▶ **SHORT TASK**
Quote everything from the start of the material down to and including the line containing "[0, 93, 300, 167]". Leave the pictures out.
------
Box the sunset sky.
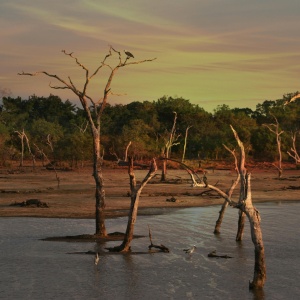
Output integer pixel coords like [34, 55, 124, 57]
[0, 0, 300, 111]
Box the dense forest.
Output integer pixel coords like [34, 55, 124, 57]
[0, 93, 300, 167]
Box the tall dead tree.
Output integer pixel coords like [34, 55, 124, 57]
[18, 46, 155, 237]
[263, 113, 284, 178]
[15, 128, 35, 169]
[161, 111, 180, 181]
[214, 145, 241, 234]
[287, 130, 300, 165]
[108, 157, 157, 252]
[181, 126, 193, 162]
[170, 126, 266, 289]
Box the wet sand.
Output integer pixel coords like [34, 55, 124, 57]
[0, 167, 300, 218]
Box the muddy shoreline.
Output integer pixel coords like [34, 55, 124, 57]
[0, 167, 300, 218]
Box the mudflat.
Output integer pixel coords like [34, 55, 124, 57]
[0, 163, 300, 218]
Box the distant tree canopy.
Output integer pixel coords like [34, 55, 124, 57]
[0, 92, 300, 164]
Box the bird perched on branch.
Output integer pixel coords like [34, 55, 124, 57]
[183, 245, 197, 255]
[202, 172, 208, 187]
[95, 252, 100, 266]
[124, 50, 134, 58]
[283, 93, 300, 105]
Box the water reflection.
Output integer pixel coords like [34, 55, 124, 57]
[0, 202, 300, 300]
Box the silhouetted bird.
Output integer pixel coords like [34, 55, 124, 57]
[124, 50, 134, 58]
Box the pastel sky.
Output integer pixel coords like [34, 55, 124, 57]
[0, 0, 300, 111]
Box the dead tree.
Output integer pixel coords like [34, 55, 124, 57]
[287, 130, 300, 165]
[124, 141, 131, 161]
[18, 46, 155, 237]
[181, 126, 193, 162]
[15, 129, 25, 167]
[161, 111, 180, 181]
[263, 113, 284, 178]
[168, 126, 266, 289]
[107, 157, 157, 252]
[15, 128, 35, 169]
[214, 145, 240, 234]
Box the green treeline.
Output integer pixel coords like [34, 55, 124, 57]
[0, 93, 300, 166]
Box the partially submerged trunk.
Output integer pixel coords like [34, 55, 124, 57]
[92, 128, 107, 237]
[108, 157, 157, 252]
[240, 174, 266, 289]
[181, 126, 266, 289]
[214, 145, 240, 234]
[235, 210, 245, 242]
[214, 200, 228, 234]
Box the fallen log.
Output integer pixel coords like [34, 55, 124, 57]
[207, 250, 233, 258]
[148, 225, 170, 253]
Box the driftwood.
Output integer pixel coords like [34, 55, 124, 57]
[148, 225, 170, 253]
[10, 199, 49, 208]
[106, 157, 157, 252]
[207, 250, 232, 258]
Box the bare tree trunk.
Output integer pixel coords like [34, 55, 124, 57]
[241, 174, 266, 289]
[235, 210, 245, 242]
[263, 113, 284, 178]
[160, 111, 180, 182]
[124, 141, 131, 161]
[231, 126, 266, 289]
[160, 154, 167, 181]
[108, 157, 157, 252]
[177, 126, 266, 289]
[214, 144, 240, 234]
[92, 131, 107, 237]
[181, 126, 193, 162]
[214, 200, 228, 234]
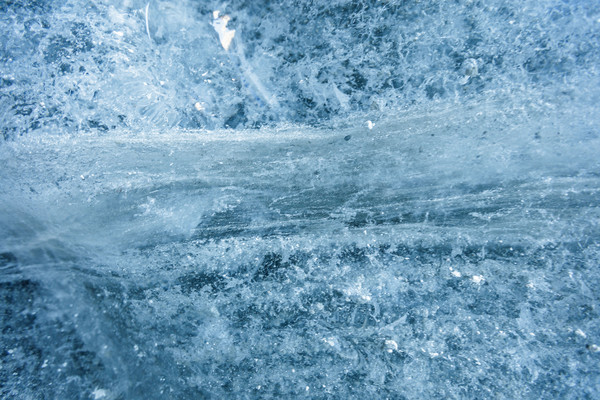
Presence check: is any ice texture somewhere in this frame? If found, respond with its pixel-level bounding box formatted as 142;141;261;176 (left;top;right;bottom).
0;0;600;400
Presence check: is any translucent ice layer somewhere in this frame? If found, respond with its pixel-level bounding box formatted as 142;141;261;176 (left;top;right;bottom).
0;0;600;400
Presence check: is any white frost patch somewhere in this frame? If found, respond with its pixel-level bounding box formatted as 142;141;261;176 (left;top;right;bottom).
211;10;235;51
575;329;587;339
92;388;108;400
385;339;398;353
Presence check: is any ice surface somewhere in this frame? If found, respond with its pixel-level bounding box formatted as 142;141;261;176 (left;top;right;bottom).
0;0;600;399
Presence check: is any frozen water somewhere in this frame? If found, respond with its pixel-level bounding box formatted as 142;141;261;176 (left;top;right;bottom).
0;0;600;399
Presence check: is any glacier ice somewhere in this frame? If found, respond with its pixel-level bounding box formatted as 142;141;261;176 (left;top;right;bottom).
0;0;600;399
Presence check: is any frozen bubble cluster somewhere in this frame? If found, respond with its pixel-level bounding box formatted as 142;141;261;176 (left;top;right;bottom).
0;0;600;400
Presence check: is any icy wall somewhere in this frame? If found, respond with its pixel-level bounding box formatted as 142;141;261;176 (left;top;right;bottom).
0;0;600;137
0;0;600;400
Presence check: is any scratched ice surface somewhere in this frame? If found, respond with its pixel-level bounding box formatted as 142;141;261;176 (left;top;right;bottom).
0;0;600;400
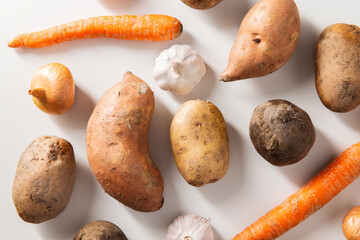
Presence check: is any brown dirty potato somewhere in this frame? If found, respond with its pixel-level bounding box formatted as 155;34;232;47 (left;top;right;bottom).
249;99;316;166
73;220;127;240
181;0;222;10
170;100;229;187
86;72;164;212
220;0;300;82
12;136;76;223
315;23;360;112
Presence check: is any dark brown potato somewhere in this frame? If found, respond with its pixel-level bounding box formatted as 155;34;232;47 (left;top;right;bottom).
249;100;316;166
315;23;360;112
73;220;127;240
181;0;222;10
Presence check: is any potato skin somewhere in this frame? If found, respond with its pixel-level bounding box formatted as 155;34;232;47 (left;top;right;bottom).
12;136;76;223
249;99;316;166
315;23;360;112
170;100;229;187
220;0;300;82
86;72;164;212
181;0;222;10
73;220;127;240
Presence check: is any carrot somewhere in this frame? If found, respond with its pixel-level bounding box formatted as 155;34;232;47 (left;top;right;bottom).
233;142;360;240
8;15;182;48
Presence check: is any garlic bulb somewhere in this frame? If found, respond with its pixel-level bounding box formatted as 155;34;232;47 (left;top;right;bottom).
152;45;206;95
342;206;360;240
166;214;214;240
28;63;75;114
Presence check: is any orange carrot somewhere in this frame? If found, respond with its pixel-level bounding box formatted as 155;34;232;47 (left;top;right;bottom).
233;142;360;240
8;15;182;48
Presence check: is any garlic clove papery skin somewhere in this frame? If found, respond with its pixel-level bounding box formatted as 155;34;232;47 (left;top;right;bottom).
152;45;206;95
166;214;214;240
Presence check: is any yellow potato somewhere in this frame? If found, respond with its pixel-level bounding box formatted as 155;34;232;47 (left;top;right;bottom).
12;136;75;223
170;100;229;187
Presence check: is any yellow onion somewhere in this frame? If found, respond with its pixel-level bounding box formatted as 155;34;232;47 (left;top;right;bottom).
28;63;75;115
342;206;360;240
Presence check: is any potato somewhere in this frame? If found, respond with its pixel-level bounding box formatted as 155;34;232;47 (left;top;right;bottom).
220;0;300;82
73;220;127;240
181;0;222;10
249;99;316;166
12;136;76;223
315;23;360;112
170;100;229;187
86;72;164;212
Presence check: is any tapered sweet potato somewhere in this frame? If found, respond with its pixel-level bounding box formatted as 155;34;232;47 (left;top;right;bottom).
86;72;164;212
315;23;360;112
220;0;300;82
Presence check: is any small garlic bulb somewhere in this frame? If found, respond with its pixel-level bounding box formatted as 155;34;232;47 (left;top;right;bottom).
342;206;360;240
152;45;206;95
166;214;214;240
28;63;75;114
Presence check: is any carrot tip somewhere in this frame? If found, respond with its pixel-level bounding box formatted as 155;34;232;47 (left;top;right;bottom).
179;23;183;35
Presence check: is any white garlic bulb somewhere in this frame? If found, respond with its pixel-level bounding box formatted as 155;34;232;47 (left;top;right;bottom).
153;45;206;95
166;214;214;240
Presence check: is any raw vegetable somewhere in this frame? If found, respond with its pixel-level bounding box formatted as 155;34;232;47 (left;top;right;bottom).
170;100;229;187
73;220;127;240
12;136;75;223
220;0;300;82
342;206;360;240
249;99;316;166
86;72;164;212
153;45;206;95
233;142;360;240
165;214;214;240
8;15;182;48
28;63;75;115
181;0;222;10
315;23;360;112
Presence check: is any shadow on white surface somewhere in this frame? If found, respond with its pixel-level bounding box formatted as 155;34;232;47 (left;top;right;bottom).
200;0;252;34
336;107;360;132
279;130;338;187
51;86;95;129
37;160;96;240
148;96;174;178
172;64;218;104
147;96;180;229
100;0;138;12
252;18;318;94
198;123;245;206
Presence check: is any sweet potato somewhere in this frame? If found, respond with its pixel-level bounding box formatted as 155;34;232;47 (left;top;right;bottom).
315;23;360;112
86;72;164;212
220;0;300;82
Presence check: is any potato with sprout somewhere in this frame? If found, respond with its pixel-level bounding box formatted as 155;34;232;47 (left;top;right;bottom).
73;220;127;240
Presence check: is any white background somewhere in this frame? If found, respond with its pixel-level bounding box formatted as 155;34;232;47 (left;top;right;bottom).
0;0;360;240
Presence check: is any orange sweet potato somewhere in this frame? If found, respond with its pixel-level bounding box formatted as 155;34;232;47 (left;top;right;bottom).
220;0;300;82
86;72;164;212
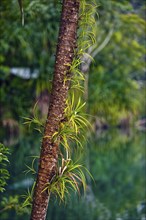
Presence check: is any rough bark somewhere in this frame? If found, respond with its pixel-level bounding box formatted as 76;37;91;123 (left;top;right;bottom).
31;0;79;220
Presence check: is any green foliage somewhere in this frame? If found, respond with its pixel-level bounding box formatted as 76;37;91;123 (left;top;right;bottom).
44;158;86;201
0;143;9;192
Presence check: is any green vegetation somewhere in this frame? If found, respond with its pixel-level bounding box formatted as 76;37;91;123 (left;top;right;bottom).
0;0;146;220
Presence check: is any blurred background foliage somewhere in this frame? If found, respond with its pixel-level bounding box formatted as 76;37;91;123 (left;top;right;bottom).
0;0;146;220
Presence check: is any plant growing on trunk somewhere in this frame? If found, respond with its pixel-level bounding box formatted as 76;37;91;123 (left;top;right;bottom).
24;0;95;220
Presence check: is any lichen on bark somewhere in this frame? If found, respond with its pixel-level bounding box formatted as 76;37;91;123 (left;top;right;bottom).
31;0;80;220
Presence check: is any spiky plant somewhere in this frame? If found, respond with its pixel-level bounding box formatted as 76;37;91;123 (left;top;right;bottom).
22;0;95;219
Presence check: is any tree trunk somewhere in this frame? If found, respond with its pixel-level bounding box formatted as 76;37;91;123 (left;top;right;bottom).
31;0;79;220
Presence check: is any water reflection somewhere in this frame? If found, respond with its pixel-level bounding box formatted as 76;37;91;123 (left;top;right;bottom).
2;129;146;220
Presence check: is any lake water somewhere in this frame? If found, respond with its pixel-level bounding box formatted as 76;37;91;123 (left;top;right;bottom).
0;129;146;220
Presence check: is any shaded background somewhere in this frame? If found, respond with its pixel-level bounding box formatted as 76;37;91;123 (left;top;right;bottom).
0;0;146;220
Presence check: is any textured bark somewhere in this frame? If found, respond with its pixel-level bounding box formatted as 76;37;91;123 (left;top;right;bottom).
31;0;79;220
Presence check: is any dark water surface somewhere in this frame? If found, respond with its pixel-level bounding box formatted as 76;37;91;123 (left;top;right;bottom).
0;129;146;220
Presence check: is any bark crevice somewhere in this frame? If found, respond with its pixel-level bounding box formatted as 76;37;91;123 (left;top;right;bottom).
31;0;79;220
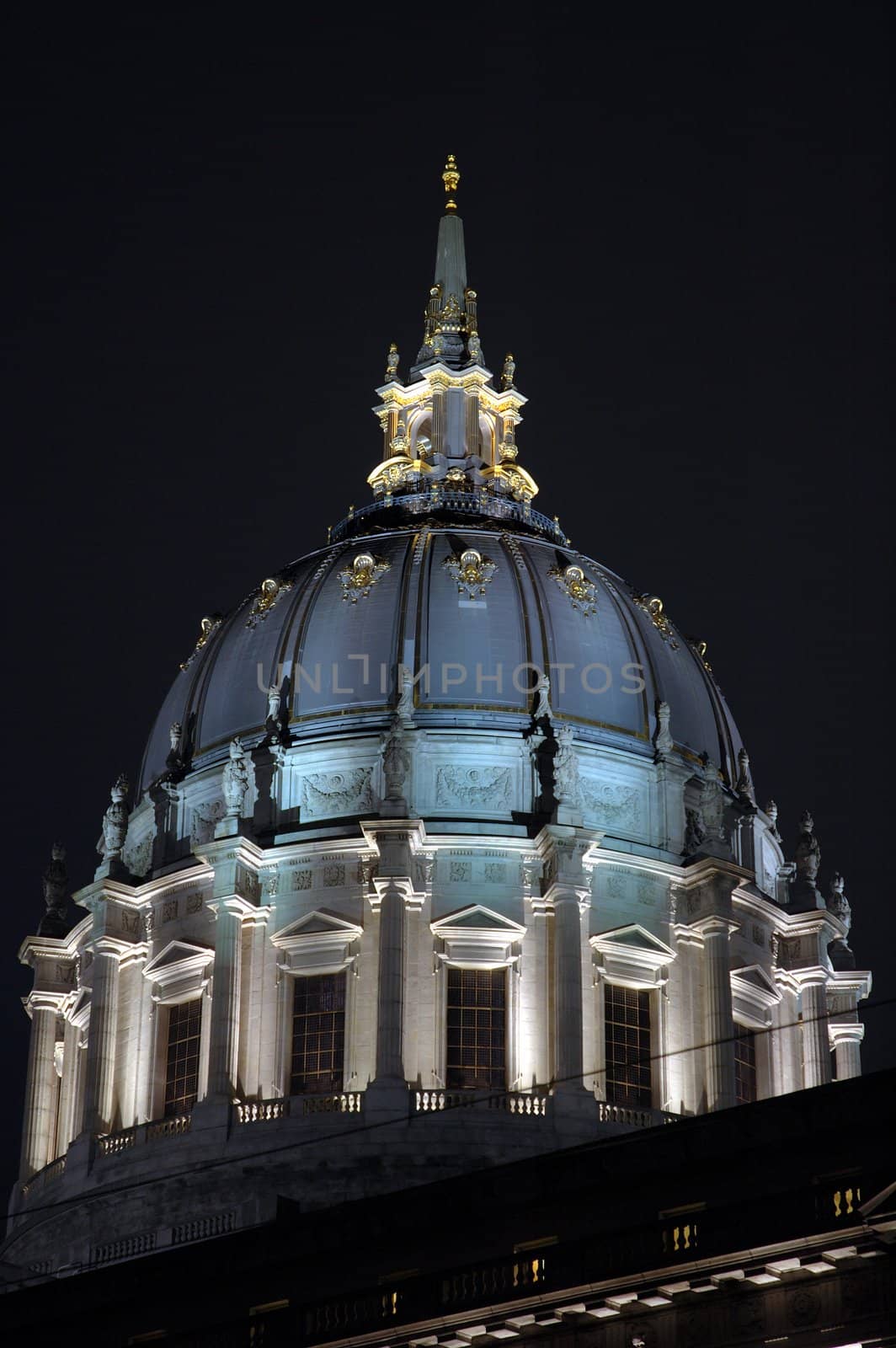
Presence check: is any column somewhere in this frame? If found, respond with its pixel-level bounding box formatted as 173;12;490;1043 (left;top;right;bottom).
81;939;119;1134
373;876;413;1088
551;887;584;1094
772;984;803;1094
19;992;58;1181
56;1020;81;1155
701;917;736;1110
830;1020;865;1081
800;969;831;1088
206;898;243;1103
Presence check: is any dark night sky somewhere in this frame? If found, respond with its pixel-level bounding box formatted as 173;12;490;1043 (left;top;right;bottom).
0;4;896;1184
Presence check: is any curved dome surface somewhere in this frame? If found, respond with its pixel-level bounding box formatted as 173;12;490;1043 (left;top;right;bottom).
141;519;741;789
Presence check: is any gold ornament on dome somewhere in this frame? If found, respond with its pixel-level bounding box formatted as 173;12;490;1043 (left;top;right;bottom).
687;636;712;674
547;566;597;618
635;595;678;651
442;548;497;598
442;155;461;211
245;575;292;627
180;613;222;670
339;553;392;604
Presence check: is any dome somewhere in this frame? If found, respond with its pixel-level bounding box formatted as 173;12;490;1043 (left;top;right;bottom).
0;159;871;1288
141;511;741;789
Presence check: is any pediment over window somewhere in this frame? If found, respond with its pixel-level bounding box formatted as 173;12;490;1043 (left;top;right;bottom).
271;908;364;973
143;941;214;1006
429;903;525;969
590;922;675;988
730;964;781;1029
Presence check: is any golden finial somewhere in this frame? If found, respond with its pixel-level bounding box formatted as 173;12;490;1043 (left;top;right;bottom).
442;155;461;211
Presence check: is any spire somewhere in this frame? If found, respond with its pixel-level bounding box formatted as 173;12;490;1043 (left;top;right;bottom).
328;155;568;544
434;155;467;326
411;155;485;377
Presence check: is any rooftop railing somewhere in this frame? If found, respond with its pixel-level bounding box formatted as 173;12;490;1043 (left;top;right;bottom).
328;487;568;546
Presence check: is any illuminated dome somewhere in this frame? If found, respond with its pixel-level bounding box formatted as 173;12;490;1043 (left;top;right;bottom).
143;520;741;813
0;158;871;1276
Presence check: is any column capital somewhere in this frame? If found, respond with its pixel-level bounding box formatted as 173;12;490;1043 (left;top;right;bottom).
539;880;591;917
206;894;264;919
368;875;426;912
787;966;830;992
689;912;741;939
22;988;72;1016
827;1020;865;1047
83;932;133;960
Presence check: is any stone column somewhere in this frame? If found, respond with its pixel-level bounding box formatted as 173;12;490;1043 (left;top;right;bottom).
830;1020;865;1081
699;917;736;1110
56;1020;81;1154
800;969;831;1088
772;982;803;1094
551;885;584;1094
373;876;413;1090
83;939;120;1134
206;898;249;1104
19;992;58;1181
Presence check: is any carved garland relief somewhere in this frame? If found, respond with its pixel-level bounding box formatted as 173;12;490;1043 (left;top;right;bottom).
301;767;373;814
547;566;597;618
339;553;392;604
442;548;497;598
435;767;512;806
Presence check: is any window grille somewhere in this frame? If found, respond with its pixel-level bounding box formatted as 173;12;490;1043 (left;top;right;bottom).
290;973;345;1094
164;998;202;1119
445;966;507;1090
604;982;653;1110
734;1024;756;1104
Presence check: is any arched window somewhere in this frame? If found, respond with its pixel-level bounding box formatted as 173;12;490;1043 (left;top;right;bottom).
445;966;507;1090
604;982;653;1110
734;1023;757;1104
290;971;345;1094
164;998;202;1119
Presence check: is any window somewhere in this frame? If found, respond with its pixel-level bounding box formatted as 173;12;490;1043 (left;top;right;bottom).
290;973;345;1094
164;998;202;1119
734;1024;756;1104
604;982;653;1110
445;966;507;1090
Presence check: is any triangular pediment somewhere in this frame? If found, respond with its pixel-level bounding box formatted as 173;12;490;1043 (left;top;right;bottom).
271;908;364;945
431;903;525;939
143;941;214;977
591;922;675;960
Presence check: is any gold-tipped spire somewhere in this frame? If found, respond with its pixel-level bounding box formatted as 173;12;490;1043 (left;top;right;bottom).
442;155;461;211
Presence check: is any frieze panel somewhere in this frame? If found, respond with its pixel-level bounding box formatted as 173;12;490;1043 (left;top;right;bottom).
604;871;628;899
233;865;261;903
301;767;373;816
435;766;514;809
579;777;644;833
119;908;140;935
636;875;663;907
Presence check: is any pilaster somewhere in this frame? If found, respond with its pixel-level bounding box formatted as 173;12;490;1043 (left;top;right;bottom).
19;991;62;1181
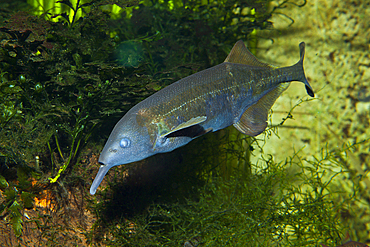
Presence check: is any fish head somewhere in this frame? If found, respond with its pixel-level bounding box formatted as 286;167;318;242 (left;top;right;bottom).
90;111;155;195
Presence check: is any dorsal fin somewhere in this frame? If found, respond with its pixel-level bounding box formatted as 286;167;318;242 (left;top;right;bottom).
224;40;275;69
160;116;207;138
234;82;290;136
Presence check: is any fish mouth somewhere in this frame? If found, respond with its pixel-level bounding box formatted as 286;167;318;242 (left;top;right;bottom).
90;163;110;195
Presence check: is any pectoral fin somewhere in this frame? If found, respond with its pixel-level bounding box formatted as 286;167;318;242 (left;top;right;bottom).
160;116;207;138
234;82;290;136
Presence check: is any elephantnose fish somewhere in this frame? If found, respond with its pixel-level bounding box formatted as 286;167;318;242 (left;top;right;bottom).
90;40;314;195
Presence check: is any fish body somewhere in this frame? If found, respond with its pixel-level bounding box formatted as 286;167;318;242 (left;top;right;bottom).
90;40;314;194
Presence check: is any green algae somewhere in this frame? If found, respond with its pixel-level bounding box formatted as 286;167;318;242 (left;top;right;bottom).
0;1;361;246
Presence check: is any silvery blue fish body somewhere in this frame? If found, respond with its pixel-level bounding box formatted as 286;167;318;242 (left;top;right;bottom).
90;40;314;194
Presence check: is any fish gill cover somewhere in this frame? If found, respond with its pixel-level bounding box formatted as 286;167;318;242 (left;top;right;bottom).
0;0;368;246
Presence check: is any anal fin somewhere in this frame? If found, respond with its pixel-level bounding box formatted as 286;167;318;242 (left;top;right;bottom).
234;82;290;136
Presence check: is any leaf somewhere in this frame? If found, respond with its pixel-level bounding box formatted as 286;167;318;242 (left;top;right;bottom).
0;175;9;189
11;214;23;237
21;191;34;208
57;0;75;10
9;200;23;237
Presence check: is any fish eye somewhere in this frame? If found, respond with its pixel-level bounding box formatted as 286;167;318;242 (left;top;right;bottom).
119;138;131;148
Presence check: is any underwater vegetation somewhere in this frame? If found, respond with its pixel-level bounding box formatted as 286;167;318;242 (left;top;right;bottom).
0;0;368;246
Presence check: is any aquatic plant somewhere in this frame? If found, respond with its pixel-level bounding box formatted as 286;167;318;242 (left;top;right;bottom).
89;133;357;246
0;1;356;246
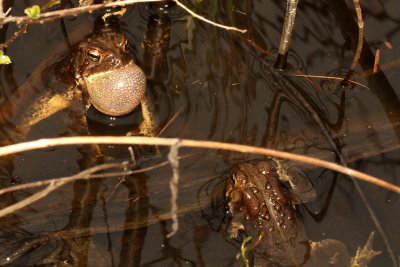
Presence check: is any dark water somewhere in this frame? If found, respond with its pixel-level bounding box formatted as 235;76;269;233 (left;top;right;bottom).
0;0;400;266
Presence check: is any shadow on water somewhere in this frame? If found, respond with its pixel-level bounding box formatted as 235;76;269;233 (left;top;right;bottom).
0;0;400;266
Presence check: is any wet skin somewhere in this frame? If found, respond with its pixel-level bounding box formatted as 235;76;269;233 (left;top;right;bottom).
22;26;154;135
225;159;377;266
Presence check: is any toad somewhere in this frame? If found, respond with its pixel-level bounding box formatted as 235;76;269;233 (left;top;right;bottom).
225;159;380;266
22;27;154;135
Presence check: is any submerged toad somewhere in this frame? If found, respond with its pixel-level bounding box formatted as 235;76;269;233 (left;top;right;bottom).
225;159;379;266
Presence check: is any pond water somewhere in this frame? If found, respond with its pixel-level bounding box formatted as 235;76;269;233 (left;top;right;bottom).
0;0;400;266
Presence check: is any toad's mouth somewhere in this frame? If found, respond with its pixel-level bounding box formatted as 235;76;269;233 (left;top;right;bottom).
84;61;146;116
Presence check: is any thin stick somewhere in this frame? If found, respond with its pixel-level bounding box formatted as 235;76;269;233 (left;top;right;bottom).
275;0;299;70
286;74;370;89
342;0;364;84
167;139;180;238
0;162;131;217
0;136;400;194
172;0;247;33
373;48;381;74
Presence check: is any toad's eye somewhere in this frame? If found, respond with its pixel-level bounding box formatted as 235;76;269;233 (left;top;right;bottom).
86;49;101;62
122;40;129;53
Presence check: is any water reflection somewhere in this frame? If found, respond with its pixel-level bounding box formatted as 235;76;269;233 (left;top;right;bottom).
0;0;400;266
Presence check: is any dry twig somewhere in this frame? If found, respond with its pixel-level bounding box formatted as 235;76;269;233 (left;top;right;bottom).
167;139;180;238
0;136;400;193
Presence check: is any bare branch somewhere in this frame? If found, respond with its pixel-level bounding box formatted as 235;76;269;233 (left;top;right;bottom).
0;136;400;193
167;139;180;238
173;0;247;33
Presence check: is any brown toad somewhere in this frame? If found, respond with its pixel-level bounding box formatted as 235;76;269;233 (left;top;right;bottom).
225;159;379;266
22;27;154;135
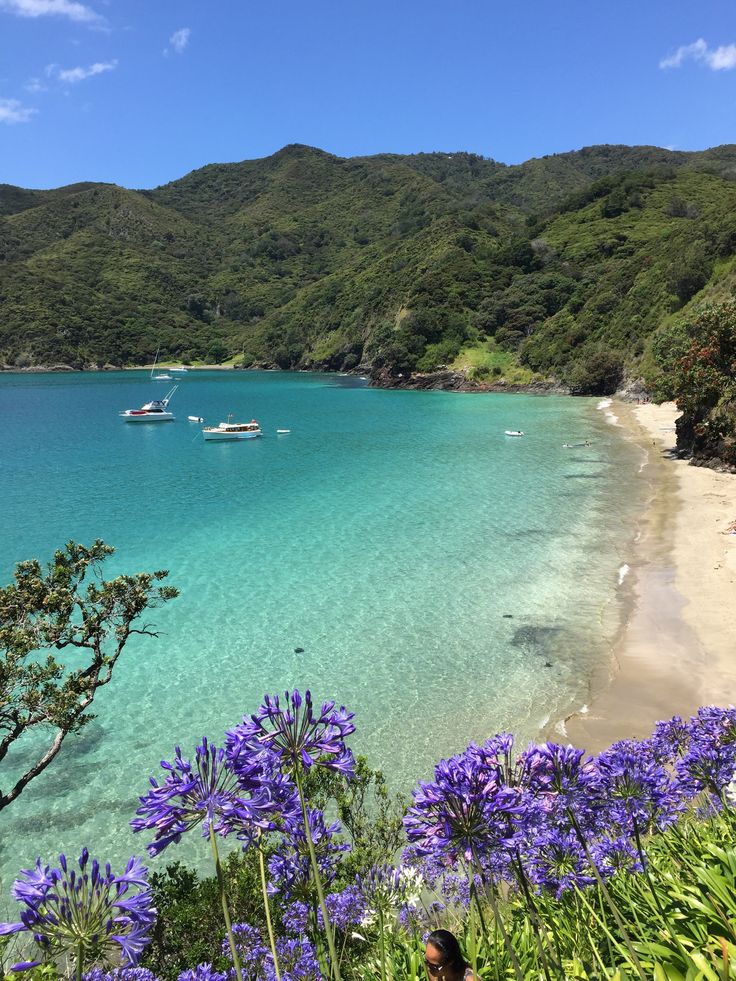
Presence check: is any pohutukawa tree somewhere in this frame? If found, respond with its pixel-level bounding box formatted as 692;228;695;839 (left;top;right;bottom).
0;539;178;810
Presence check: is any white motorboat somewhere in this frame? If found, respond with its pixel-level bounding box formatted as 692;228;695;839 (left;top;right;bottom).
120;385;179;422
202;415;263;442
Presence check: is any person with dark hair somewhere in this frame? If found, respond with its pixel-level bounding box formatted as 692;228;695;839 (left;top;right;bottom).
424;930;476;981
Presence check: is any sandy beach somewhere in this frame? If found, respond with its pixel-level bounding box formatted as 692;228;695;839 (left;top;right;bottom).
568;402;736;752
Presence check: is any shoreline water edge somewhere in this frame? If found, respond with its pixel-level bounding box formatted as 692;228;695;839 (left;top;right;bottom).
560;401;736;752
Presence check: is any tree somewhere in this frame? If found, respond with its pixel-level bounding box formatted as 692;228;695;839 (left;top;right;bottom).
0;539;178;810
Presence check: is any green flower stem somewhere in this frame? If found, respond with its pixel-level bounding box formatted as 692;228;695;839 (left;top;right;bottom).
------
▶ **WRITTEN ANSWER**
Box the sunset sky.
Output integer pixel coords like [34, 55, 124, 57]
[0, 0, 300, 111]
Box the dense forest.
Output integer pixel coords like [34, 55, 124, 57]
[0, 93, 300, 167]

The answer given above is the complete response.